(Dataset entries)

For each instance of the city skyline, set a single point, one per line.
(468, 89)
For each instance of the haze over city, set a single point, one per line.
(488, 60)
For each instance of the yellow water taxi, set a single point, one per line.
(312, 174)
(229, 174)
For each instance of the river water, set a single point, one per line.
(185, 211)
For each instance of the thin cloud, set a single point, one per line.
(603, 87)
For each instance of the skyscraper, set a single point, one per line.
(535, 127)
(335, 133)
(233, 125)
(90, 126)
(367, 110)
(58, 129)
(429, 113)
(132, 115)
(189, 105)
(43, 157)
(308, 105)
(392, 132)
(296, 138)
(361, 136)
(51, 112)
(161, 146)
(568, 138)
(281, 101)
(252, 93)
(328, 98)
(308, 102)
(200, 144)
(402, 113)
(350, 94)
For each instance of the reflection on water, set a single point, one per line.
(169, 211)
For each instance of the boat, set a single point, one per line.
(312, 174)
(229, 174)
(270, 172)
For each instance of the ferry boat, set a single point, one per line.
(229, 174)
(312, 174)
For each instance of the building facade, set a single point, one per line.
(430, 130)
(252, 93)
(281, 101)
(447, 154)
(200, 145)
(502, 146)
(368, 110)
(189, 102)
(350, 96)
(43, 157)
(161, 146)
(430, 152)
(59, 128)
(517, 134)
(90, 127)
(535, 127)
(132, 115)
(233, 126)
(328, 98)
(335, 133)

#### ACTION ITEM:
Return all of the entries above exactly as they stand.

#### RESPONSE BOX:
For each instance of the city skyline, set a single point, one per line.
(468, 89)
For each instance of the haze over city, set a single point, one per line.
(488, 60)
For each instance of the yellow water taxi, set a single point, one per line.
(312, 174)
(229, 174)
For each instance of the river water, set a single point, one per line.
(185, 211)
For each instance of the thin cloud, set a single point, one per line.
(603, 87)
For each instance of the skyscraper, set a single point, one per line.
(535, 127)
(335, 133)
(233, 125)
(90, 126)
(367, 110)
(58, 129)
(429, 113)
(132, 115)
(189, 105)
(43, 157)
(308, 105)
(392, 132)
(296, 138)
(361, 136)
(51, 112)
(161, 146)
(568, 138)
(281, 101)
(252, 93)
(328, 98)
(308, 102)
(200, 144)
(402, 113)
(350, 94)
For each instance of the reflection on water, set a single point, one per line.
(169, 211)
For each instance of the boat, set a single point, one per line.
(312, 174)
(229, 174)
(270, 172)
For each instance of the ferry boat, set a single point, one per line.
(229, 174)
(312, 174)
For each instance of the building facade, set a single point, one per line.
(430, 130)
(252, 93)
(281, 101)
(447, 154)
(200, 145)
(502, 146)
(368, 110)
(189, 102)
(350, 96)
(43, 157)
(161, 146)
(430, 152)
(59, 128)
(517, 134)
(90, 127)
(535, 127)
(132, 115)
(233, 126)
(328, 98)
(335, 133)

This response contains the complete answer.